● **Task goal**
Reproduce exactly the line in which "Where is the air" occurs and all the lines after it, ending with the last line.

● **Data in this exercise**
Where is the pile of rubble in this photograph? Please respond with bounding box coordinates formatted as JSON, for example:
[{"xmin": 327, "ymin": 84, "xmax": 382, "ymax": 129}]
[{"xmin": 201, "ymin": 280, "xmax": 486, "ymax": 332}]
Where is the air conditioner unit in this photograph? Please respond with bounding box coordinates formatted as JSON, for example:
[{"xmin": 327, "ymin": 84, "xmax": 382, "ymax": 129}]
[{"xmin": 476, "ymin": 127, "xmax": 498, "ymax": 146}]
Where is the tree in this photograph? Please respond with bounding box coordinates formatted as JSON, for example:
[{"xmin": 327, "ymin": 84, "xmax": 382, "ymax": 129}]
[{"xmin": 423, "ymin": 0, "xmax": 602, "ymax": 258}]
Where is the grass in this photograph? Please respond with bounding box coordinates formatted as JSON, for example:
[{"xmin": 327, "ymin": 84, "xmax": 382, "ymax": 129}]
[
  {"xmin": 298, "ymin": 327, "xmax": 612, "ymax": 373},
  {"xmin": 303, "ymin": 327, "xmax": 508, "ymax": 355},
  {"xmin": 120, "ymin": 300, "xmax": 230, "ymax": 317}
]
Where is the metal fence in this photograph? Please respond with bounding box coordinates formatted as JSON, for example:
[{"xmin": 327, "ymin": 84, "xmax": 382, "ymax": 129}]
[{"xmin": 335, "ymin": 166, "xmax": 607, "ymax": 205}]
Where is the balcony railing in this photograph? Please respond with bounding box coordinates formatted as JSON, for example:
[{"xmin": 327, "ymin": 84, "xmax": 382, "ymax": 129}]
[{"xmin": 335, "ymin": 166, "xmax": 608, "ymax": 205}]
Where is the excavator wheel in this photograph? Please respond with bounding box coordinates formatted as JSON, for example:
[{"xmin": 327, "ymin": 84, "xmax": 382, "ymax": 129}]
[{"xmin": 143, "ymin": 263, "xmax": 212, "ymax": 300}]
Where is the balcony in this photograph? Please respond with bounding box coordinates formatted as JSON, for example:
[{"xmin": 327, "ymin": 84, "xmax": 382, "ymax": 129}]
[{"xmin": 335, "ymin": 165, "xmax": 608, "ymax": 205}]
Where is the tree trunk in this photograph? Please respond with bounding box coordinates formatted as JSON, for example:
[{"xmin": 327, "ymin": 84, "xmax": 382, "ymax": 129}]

● **Answer in full**
Where is the air conditioner unit in this photograph? Please respond with bounding box coordinates formatted as JSON, for example:
[{"xmin": 327, "ymin": 84, "xmax": 382, "ymax": 129}]
[{"xmin": 476, "ymin": 127, "xmax": 498, "ymax": 146}]
Where is the tree in this photograph? Please respond with bounding box coordinates formatted as JSON, for example:
[{"xmin": 327, "ymin": 84, "xmax": 382, "ymax": 129}]
[{"xmin": 423, "ymin": 0, "xmax": 602, "ymax": 258}]
Where is the grass in this photograph? Please respond with bounding box coordinates formatted as JSON, for example:
[{"xmin": 327, "ymin": 84, "xmax": 382, "ymax": 129}]
[
  {"xmin": 298, "ymin": 327, "xmax": 612, "ymax": 373},
  {"xmin": 303, "ymin": 327, "xmax": 508, "ymax": 355},
  {"xmin": 120, "ymin": 300, "xmax": 230, "ymax": 317}
]
Where is the metal fence in this photograph? Please respond with bounding box coordinates formatted as JSON, for example:
[{"xmin": 327, "ymin": 84, "xmax": 382, "ymax": 129}]
[{"xmin": 335, "ymin": 166, "xmax": 607, "ymax": 205}]
Where is the balcony railing in this photograph? Please respond with bounding box coordinates formatted as JSON, for example:
[{"xmin": 327, "ymin": 84, "xmax": 382, "ymax": 129}]
[{"xmin": 335, "ymin": 166, "xmax": 608, "ymax": 205}]
Where is the excavator wheel in this photograph? Please respond with bounding box coordinates formatted as JSON, for example:
[{"xmin": 327, "ymin": 84, "xmax": 382, "ymax": 129}]
[{"xmin": 143, "ymin": 263, "xmax": 212, "ymax": 300}]
Where is the balcony in this photograph? Please respond with bounding box coordinates formatted as JSON, for example:
[{"xmin": 327, "ymin": 84, "xmax": 382, "ymax": 129}]
[{"xmin": 335, "ymin": 165, "xmax": 608, "ymax": 205}]
Where is the tree trunk in this photograph? Please respond with bounding box coordinates formatted as JSON, for example:
[{"xmin": 327, "ymin": 84, "xmax": 382, "ymax": 129}]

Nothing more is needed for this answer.